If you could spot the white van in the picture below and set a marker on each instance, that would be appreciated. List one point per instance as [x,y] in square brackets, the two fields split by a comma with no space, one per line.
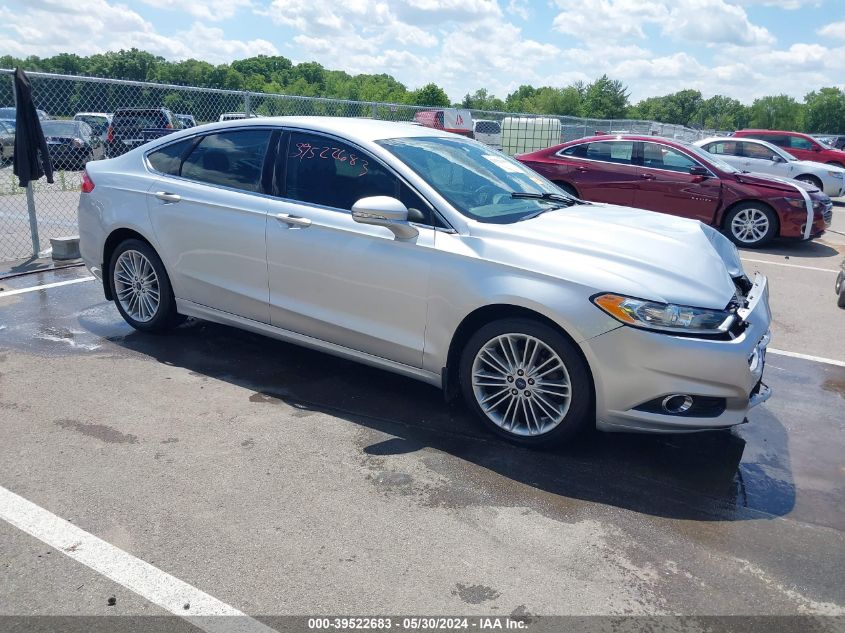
[488,132]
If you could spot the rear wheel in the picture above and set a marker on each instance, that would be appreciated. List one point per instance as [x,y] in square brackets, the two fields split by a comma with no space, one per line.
[750,224]
[526,382]
[141,288]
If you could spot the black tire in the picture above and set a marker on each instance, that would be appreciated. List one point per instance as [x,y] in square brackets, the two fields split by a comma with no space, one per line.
[575,418]
[754,209]
[811,180]
[165,316]
[567,188]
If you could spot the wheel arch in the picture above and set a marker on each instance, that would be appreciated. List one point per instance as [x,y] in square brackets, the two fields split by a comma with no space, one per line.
[115,238]
[726,211]
[812,178]
[487,314]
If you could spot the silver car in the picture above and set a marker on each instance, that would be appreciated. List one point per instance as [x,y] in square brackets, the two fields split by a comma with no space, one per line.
[433,256]
[753,155]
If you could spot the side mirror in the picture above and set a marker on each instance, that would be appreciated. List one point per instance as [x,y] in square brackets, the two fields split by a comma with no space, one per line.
[387,212]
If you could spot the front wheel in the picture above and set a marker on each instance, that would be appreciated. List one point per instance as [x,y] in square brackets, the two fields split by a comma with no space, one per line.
[751,225]
[527,382]
[141,288]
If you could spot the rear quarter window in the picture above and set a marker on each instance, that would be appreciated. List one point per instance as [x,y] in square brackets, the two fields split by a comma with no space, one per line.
[232,159]
[168,159]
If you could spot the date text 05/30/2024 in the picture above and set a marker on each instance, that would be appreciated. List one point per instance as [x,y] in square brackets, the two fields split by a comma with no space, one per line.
[416,623]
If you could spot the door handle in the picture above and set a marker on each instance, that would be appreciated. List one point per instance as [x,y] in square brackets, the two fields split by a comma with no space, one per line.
[168,197]
[293,220]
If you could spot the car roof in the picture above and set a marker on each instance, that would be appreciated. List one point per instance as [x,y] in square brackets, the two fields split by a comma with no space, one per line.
[627,137]
[758,131]
[361,130]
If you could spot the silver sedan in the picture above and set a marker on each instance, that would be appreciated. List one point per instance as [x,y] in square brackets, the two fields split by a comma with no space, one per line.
[430,255]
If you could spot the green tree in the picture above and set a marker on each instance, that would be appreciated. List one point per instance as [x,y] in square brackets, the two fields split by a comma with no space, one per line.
[824,111]
[777,113]
[723,113]
[605,98]
[429,95]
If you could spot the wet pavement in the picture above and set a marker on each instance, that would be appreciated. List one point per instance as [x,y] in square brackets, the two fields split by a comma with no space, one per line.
[282,480]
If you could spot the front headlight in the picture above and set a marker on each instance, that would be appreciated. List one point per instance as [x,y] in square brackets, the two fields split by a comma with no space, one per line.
[665,317]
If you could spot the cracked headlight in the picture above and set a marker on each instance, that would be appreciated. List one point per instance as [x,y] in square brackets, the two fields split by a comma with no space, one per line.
[665,317]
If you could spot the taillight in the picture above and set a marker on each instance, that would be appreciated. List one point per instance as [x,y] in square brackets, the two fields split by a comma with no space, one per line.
[87,183]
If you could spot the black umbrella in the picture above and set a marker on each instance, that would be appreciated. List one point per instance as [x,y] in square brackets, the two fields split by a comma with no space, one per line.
[29,138]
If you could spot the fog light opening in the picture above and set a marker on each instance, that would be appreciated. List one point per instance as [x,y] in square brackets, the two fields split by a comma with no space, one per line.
[677,403]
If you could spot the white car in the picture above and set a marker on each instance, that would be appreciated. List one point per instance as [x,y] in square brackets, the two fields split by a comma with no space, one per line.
[761,157]
[436,257]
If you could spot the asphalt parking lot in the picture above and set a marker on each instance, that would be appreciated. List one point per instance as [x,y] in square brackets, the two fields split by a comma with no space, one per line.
[273,480]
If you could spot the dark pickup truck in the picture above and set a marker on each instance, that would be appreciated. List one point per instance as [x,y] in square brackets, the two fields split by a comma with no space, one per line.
[131,127]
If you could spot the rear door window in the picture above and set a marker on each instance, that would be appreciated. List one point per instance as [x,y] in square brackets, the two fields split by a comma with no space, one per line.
[232,159]
[753,150]
[799,142]
[725,148]
[656,156]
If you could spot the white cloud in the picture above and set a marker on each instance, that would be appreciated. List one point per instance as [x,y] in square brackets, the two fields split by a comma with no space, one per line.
[48,27]
[834,29]
[209,10]
[702,21]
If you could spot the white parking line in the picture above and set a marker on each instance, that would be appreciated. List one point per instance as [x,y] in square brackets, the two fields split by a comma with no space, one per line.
[817,359]
[766,261]
[151,583]
[20,291]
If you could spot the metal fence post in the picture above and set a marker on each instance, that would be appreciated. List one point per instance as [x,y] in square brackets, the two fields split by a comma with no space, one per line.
[30,197]
[33,221]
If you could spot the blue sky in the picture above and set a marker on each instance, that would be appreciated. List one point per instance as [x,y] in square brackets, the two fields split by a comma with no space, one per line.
[741,48]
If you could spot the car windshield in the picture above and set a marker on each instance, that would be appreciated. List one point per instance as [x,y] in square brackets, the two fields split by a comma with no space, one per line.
[707,157]
[478,181]
[60,128]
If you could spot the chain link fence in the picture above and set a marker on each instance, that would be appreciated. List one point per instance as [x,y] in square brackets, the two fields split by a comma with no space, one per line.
[66,101]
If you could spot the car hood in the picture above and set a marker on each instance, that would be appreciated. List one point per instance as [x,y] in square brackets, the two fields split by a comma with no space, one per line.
[628,251]
[773,182]
[815,167]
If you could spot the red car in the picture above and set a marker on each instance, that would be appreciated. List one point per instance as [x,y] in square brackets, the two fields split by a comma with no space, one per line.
[802,146]
[678,178]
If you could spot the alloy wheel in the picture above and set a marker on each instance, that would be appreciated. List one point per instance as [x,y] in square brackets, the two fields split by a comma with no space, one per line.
[750,225]
[136,286]
[521,384]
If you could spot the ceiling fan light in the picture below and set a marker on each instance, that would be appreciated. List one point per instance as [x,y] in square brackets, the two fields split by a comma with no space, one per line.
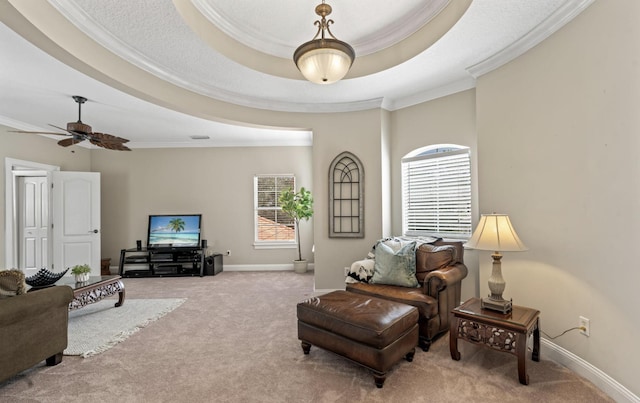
[324,61]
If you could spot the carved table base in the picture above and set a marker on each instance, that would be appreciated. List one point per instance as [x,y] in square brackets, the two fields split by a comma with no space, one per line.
[503,332]
[96,289]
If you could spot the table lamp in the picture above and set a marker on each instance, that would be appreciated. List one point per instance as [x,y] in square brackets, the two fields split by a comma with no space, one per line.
[495,233]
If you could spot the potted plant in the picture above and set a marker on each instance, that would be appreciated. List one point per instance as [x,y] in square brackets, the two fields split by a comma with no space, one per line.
[81,272]
[299,206]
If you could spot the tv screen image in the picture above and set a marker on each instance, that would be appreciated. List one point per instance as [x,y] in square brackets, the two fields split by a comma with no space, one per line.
[174,231]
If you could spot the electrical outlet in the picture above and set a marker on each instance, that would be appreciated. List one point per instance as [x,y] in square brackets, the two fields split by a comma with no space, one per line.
[584,325]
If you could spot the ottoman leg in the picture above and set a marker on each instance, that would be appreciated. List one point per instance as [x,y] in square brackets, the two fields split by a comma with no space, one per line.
[379,378]
[410,354]
[306,347]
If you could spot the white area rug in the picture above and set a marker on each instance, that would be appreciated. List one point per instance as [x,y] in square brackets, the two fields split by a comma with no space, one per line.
[100,326]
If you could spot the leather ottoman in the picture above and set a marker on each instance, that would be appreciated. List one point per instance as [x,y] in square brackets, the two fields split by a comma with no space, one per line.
[373,332]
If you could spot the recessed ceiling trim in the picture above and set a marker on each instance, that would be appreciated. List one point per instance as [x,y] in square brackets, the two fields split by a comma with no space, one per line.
[381,39]
[79,18]
[399,31]
[366,65]
[565,13]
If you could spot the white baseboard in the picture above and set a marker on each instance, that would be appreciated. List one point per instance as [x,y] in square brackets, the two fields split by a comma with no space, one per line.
[581,367]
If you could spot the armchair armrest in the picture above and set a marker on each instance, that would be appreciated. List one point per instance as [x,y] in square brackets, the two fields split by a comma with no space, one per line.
[438,280]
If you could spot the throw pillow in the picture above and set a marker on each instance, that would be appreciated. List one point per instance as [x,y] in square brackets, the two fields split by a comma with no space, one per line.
[429,258]
[360,271]
[12,282]
[395,266]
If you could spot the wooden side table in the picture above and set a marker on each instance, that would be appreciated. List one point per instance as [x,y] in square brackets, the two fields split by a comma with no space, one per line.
[503,332]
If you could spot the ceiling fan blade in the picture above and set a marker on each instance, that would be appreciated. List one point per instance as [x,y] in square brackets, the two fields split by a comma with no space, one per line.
[68,142]
[110,145]
[60,128]
[104,137]
[24,131]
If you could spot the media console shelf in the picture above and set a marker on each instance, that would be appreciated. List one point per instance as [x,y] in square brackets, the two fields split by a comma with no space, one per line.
[162,262]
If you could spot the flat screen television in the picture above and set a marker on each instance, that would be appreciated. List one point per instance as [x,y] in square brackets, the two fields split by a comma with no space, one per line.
[174,231]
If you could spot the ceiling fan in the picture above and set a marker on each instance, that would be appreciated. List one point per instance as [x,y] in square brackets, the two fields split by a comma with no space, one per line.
[79,131]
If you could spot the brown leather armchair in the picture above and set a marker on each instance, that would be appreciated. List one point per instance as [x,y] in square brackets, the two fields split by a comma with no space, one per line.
[440,270]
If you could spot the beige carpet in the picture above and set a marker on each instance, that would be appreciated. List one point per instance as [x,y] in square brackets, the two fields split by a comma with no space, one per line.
[235,340]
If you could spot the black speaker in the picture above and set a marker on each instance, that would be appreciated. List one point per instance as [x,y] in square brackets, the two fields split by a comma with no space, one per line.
[212,265]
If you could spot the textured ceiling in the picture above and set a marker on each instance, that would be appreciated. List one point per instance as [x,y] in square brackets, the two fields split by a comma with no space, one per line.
[223,49]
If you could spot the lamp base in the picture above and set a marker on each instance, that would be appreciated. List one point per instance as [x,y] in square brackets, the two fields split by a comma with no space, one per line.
[501,305]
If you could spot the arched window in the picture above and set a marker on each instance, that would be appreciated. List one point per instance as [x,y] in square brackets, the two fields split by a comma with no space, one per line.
[346,197]
[436,192]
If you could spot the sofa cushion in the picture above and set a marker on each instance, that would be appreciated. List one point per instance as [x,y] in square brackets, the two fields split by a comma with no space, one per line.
[12,283]
[430,257]
[395,265]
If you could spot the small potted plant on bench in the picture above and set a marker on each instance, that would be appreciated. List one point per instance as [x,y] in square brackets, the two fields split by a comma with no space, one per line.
[81,272]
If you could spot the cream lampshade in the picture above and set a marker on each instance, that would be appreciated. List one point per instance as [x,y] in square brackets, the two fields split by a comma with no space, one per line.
[495,233]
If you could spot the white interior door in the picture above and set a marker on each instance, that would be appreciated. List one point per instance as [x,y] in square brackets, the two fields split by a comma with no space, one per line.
[33,222]
[75,216]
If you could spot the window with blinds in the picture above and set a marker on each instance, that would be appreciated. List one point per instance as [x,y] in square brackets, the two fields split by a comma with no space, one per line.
[436,192]
[272,225]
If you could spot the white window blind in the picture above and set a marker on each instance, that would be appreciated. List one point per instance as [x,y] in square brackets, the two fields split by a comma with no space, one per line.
[271,224]
[436,193]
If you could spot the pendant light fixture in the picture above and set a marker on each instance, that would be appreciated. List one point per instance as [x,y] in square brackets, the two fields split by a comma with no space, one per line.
[324,60]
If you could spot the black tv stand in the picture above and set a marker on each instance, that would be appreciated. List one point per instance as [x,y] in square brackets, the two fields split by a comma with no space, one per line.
[162,262]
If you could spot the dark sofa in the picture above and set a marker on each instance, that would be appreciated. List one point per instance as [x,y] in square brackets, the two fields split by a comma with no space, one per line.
[33,328]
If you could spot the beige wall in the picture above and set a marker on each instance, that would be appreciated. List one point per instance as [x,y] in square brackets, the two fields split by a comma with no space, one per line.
[216,182]
[558,141]
[448,120]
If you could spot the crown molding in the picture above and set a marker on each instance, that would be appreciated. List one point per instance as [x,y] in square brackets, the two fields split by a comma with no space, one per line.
[565,13]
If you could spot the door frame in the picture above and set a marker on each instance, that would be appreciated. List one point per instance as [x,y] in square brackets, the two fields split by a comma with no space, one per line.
[12,169]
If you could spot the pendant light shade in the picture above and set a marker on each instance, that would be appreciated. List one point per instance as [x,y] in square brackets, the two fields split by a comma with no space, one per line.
[324,60]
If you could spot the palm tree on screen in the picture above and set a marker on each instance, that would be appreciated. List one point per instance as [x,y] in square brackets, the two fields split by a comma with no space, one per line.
[176,225]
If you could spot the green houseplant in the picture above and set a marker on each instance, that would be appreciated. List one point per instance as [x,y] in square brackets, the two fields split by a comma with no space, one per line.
[81,272]
[298,206]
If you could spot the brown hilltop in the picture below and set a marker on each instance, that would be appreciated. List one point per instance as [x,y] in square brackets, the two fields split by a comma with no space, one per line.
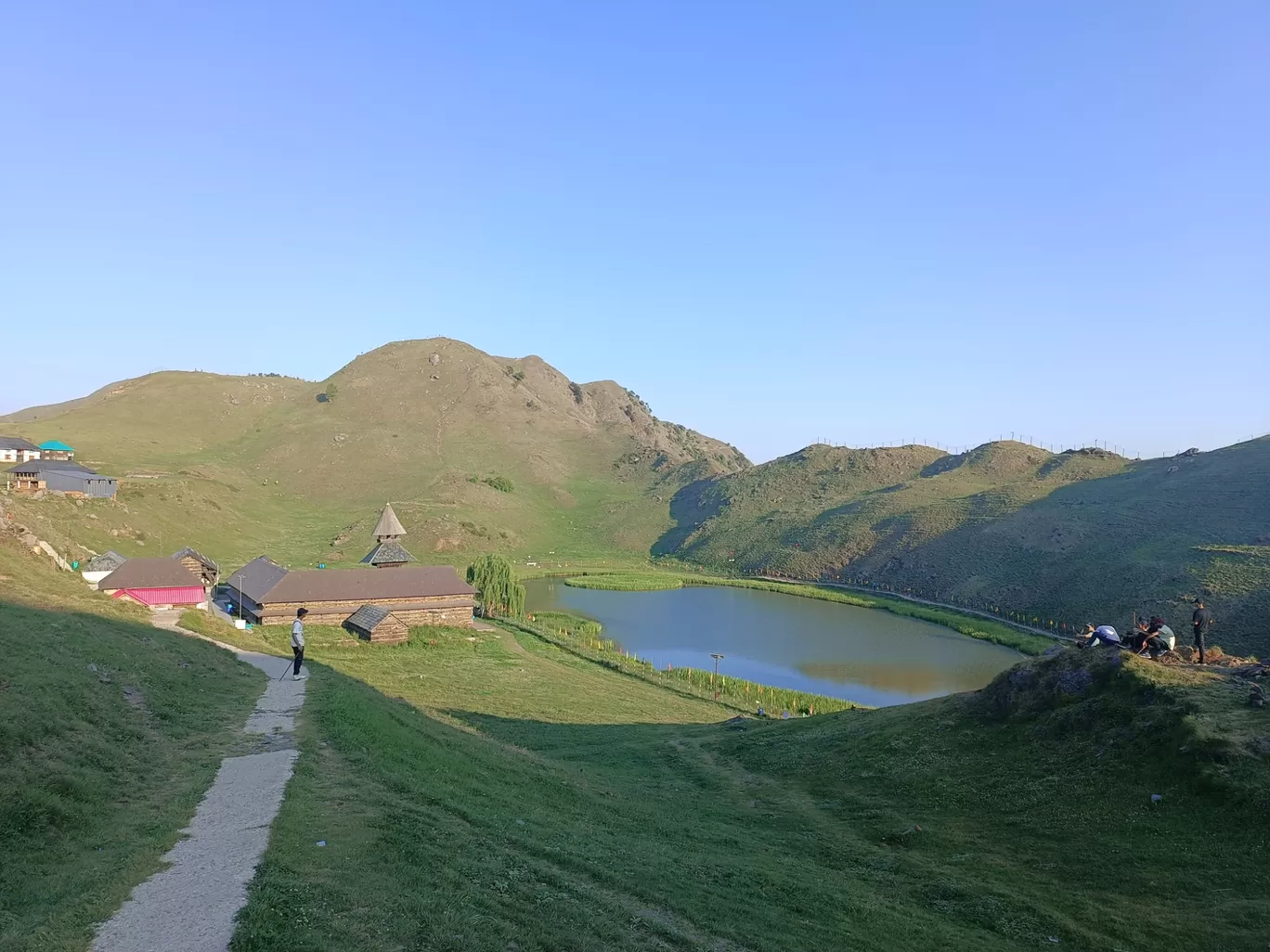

# What you need to do:
Rewrite the stretch from the line containing "If you could spot the pendant light shade" through the end of the lines, changing every "marker" to "pin" and leaving everything else as it is. Omit the pictures from your answer.

# The reply:
If you could spot the pendant light shade in the picture above and set a pin on each instance, that would be appreciated. List one point per instance as [x,y] in square brackets, the two fields split by a comma with no space, one per line.
[324,60]
If you could spot the palm tree on screen in the picture above and set a pin on each instance, that would be appreciated. List one point per instance as [x,y] in square brackets, the two fields split by a comma with no space, one per line.
[176,225]
If you could spot the green houseplant in the picture above and set a pin on each instance, that would be appreciated. List one point per instance as [x,y] in square brackets, the two fields split by a comma with no space, one per line.
[81,272]
[298,206]
If you could spot the brown hilltop in the picture below and set a pin on each instance, that would be appreciated. List one point per instance as [x,y] in square brackets, the two fields split by a comma with no space, one per line.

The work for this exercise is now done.